§ WORK TO COMPLETE:
Convert the lines below, from the line with "In this exercise you will indicate the cemetery" through the last line, into a JSON list of strings with one string per line. Skip blank lines and leave out the pictures.

◆ ◆ ◆ ◆

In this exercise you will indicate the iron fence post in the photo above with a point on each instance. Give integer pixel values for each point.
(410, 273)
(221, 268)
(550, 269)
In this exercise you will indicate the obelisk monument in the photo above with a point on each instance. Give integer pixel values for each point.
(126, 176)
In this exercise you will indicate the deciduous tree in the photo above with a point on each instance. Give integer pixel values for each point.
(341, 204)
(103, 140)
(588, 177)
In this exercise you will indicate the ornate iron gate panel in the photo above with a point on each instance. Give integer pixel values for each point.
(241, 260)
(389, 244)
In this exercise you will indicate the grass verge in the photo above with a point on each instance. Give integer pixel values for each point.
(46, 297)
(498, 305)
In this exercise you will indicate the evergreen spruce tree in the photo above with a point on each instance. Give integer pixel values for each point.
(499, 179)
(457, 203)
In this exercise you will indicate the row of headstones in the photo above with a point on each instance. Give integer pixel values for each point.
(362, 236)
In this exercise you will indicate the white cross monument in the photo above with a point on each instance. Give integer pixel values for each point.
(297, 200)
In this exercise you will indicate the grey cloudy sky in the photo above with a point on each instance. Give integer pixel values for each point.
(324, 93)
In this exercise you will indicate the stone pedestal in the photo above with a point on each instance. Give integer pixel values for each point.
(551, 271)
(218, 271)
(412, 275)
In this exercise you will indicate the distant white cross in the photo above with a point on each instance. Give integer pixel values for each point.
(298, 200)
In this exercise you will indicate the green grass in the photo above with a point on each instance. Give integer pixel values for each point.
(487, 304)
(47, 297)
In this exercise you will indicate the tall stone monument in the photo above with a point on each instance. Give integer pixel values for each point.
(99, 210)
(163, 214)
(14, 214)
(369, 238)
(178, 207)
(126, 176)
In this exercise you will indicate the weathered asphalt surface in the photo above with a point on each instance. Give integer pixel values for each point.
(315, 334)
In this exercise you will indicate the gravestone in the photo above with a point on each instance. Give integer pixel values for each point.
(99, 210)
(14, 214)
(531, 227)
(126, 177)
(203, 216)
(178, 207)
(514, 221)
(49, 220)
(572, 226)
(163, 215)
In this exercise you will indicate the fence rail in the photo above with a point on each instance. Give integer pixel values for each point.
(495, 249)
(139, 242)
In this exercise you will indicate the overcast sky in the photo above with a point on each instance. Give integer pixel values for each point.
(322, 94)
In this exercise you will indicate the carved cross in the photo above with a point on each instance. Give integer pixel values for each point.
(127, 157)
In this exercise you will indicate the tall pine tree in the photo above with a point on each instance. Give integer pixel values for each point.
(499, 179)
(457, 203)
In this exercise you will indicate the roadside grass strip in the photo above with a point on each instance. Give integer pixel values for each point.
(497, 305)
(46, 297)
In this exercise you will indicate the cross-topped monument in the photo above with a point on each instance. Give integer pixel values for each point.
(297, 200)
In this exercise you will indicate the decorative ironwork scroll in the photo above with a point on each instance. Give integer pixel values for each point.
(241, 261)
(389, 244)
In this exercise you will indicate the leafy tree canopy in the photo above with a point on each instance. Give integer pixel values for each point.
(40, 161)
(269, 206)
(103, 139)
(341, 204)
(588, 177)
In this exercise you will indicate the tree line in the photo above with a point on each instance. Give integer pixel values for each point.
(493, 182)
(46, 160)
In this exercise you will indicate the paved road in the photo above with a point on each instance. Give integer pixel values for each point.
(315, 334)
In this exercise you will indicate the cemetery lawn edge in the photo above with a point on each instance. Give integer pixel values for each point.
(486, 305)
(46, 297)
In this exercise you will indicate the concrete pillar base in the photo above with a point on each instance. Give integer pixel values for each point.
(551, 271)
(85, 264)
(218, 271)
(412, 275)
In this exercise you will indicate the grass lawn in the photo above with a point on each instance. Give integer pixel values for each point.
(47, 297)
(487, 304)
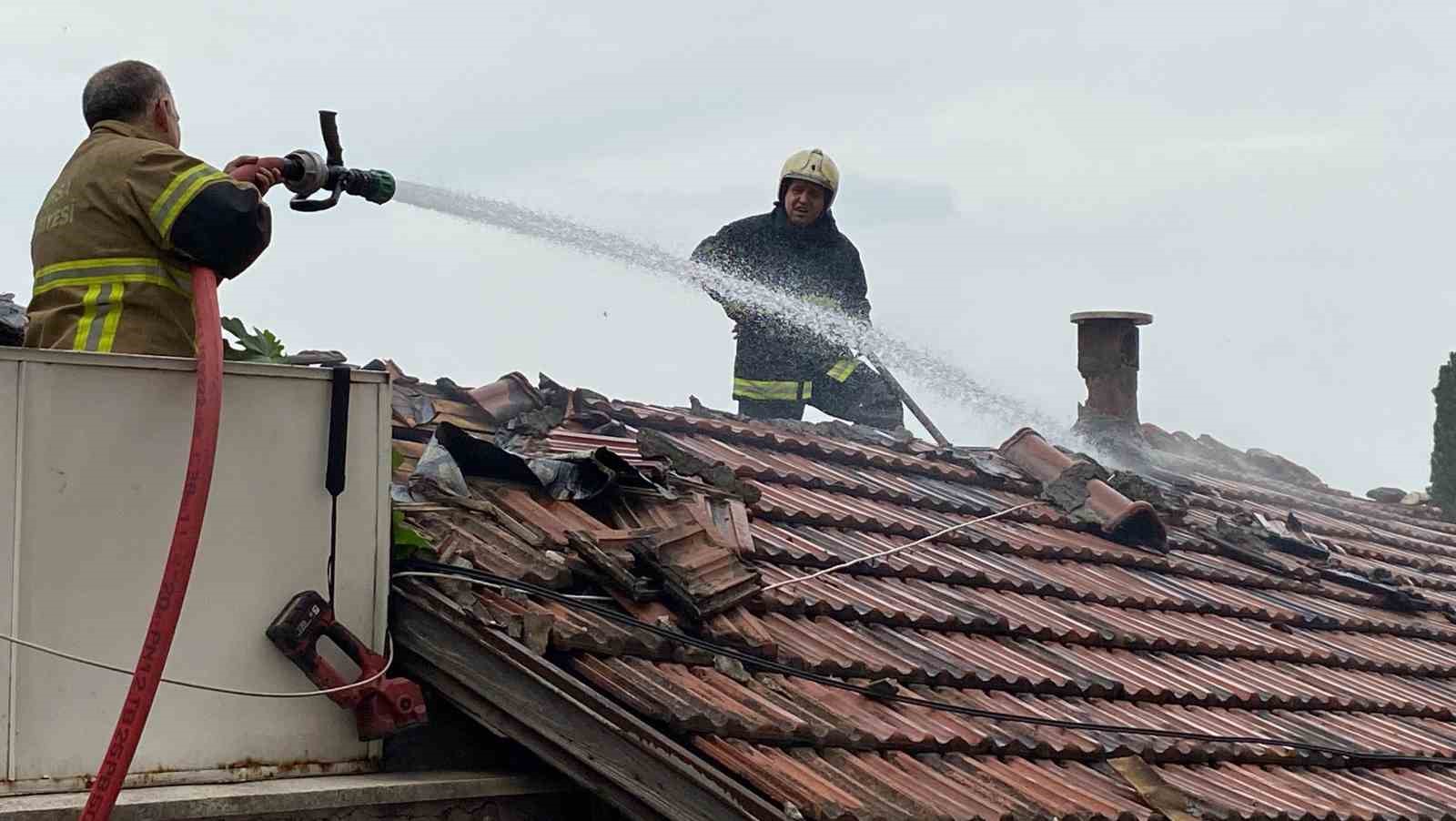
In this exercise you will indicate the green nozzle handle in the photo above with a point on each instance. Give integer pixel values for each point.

◆ ◆ ◆ ◆

§ REPLY:
[
  "In this exercise you will indicate the cemetery lawn edge in the photo above with a point on each instance. Give integer pixel values for each point.",
  "(486, 305)",
  "(46, 297)",
  "In this exercise you will indicate the concrete pillar base in the photo above with a point on each instance. Give integer pixel values for each point.",
  "(551, 271)",
  "(85, 264)",
  "(218, 271)",
  "(412, 275)",
  "In this exercise you will indicate the grass lawn in the photo above with a point on each instance. Give integer pixel values for each point.",
  "(47, 297)",
  "(487, 304)",
  "In this exercise you will indicate the green nozzle handle in the photo above with a point on each instance. Give integer pixel values for each point."
]